-- SOURCE DATA --
⁂

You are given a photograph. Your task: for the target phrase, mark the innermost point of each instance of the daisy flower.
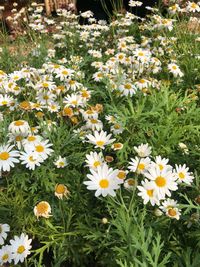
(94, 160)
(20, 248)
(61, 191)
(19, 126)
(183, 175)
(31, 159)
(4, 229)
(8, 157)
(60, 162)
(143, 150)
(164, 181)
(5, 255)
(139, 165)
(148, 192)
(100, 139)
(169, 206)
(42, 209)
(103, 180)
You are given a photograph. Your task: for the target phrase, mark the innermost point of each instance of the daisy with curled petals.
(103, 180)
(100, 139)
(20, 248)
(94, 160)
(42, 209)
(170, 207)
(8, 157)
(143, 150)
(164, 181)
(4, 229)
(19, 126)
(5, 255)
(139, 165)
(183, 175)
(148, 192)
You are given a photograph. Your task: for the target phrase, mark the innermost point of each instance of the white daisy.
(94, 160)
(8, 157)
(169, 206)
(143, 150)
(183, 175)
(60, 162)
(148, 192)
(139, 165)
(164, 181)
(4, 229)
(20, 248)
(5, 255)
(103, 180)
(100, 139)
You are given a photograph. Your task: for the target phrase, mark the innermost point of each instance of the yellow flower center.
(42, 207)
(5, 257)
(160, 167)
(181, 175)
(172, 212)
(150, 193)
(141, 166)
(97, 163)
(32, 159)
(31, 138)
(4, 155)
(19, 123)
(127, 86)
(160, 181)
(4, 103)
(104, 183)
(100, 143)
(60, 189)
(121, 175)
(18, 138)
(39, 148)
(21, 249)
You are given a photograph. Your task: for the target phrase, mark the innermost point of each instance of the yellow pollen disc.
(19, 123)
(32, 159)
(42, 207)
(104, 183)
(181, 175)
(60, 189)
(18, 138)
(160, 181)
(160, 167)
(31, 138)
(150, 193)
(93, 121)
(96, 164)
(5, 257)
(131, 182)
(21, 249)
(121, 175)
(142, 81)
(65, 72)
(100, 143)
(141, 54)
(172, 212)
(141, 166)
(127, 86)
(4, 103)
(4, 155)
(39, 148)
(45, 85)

⁂

-- REQUIREMENT --
Write out, word for word, the line containing "with curled petals." and every line after it to the end of the data above.

-- EXERCISE ANSWER --
You are given a photograph. Your task: for the target phrase, mark the innermost point of each instance of the daisy with curled petals.
(103, 180)
(100, 139)
(20, 248)
(94, 160)
(42, 209)
(170, 207)
(8, 157)
(143, 150)
(164, 181)
(4, 229)
(19, 126)
(5, 255)
(139, 165)
(183, 175)
(148, 192)
You are given a photograph. Your task: for the target phrase, mark the innermost point of each instance of the white daisy.
(94, 160)
(8, 157)
(169, 206)
(143, 150)
(183, 175)
(60, 162)
(148, 192)
(139, 165)
(164, 181)
(4, 229)
(20, 248)
(5, 255)
(103, 180)
(100, 139)
You are given a photograph. Your task: for the target phrase, mark the innermost point of each instance of the yellow flower center.
(42, 207)
(5, 257)
(160, 167)
(181, 175)
(172, 212)
(150, 193)
(141, 166)
(97, 163)
(32, 159)
(31, 138)
(4, 155)
(19, 123)
(127, 86)
(160, 181)
(4, 103)
(104, 183)
(100, 143)
(60, 189)
(121, 175)
(18, 138)
(39, 148)
(21, 249)
You are given a photograph. Your task: for the target phrase, mark the innermost point of each instance of the yellow pollen disc.
(19, 123)
(32, 159)
(42, 207)
(104, 183)
(181, 175)
(60, 189)
(18, 138)
(160, 181)
(160, 167)
(31, 138)
(150, 193)
(93, 121)
(96, 164)
(5, 257)
(131, 182)
(21, 249)
(121, 175)
(142, 81)
(65, 72)
(100, 143)
(141, 54)
(172, 212)
(141, 166)
(127, 86)
(4, 103)
(4, 155)
(39, 148)
(45, 85)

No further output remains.